## DATA SHOWN
────────

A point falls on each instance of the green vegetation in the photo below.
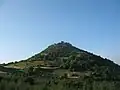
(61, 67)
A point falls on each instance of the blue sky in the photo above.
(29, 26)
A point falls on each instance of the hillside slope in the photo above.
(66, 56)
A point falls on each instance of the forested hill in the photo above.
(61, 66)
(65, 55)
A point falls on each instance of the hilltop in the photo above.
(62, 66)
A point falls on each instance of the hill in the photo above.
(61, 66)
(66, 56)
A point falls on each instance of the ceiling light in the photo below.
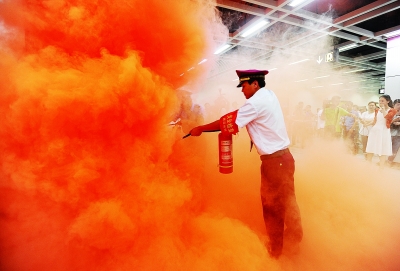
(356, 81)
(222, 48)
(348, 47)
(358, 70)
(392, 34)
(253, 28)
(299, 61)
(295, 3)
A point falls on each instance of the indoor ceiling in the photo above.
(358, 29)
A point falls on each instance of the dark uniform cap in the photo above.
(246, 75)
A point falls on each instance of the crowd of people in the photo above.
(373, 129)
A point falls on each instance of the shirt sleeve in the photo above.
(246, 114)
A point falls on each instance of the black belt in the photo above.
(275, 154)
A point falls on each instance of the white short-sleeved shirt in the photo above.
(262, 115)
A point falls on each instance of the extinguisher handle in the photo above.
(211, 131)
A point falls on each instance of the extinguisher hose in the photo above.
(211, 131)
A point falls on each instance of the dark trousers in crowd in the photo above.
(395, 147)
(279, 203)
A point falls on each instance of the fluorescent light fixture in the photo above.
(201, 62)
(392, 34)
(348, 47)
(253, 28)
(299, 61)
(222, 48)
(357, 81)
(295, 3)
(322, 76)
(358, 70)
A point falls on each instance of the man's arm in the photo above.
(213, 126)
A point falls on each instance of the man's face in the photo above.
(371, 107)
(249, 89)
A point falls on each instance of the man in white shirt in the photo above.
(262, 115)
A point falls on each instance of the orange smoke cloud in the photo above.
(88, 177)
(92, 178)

────────

## DESCRIPTION OF THE TASK
Repeat the material above precisely as it appears, omitting the images it contains.

## RESULT OF THIS EXERCISE
A point falls on each instance of the green vegetation in the photo below.
(61, 67)
A point falls on each instance of the blue sky in the photo above.
(29, 26)
A point falls on each instance of the hillside slope in the photo above.
(66, 56)
A point falls on each instance of the forested hill in the photo above.
(61, 66)
(65, 55)
A point falls on each instance of the hilltop in the photo above.
(62, 66)
A point falls on each instance of the hill in the photo above.
(61, 66)
(66, 56)
A point falls on each instance of the ceiling light in the photo below.
(356, 81)
(222, 48)
(348, 47)
(358, 70)
(392, 34)
(253, 28)
(299, 61)
(295, 3)
A point falls on each instance of the indoor ceiling in the photo above.
(358, 29)
A point falls on each instance of the dark uniform cap in the photo above.
(246, 75)
A point falls on each instance of the crowd of people in the photo above.
(373, 129)
A point falls on each instance of the shirt sleeve in the photo above.
(246, 114)
A point falls on each instance of the black belt in the photo above.
(275, 154)
A point falls on each instance of the white short-sleeved shirt in the photo above.
(262, 115)
A point falls on each instance of the extinguisher handle in the photo above.
(211, 131)
A point falls on each instance of the extinguisher hose in the photo above.
(211, 131)
A point falls on each instance of the dark trousers in crowd in the photo above.
(395, 147)
(279, 203)
A point falls on each instance of the fluorescent light fixture in the photo above.
(201, 62)
(392, 34)
(348, 47)
(253, 28)
(299, 61)
(222, 48)
(357, 81)
(295, 3)
(322, 76)
(358, 70)
A point falls on each instance of the man's arm in the photo above.
(213, 126)
A point falls on each instance of the man's face in the photo above.
(371, 107)
(249, 89)
A point falls on each instance of the man in white shirt in the photo above.
(262, 115)
A point falls on each instance of the orange smoke cloud in the photo above.
(88, 177)
(92, 178)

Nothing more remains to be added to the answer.